◆ PERMINTAAN
Cetak tanpa perubahan bagian teks tentang impor beras yang dibuka dengan kata-kata berisi "Kembali pada pertanyaan" dan ditutup dengan "adalah 41.426.910 ton.".

◆ PETIKAN BACAAN
::::

Senin, 17 Februari 2014
Mengapa negara kita yang notabene negara agraris harus mengimpor beras? Apakah tidak mampu memenuhi kebutuhan pangan nasional secara mandiri?
Pertanyaan seperti itu sering muncul di benak masyarakat terlebih bagi mereka kalangan menengah ke bawah yang amat “kritis” terhadap kebijakan pemerintah, terutama kebijakan yang dirasa tidak pro rakyat.
Kembali pada pertanyaan di atas. Logikanya cukup sederhana, Indonesia tidak akan mengimpor beras jika telah mampu memenuhi kebutuhan beras nasional secara mandiri. Artinya, impor beras dilakukan karena Indonesia dirasa sudah tidak mampu lagi untuk memenuhi semua kebutuhan beras bagi sekitar 240 juta jiwa yang tersebar di seluruh wilayah di negeri ini.
Berdasarkan data yang dihimpun dari Badan Pusat Statistik pada tahun 2011 Indonesia memproduksi gabah kering giling sebanyak 65.757.000 ton yang berasal dari padi sawah maupun padi ladang. Produksi beras berdasarkan prediksi adalah sekitar 63 % dari produksi Gabah Kering Giling (GKG), maka produksi beras Indonesia pada tahun 2011 adalah 41.426.910 ton.
Konsumsi beras rata-rata penduduk Indonesia pernah menembus angka 152 Kg perkapita pertahun, sedangkan jumlah penduduk Indonesia pada tahun 2011 menurut perkiraan BKKBN yaitu 241 juta jiwa. Jika mengambil nilai konsumsi tertinggi per kapita per tahun, maka konsumsi beras penduduk Indonesia adalah 36.632.000 ton pada tahun 2011. Artinya Indonesia mengalami surplus sebanyak 5 juta ton per tahun.

::::

◆ DAFTAR DATA
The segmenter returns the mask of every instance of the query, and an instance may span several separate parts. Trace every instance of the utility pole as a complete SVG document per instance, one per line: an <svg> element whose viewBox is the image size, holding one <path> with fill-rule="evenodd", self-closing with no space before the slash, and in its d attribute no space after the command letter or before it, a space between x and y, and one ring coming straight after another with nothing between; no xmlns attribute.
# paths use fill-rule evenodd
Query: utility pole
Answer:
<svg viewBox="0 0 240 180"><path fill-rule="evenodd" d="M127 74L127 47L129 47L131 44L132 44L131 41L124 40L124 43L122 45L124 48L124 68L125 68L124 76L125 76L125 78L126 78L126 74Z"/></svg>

::::

◆ HASIL AKHIR
Kembali pada pertanyaan di atas. Logikanya cukup sederhana, Indonesia tidak akan mengimpor beras jika telah mampu memenuhi kebutuhan beras nasional secara mandiri. Artinya, impor beras dilakukan karena Indonesia dirasa sudah tidak mampu lagi untuk memenuhi semua kebutuhan beras bagi sekitar 240 juta jiwa yang tersebar di seluruh wilayah di negeri ini.
Berdasarkan data yang dihimpun dari Badan Pusat Statistik pada tahun 2011 Indonesia memproduksi gabah kering giling sebanyak 65.757.000 ton yang berasal dari padi sawah maupun padi ladang. Produksi beras berdasarkan prediksi adalah sekitar 63 % dari produksi Gabah Kering Giling (GKG), maka produksi beras Indonesia pada tahun 2011 adalah 41.426.910 ton.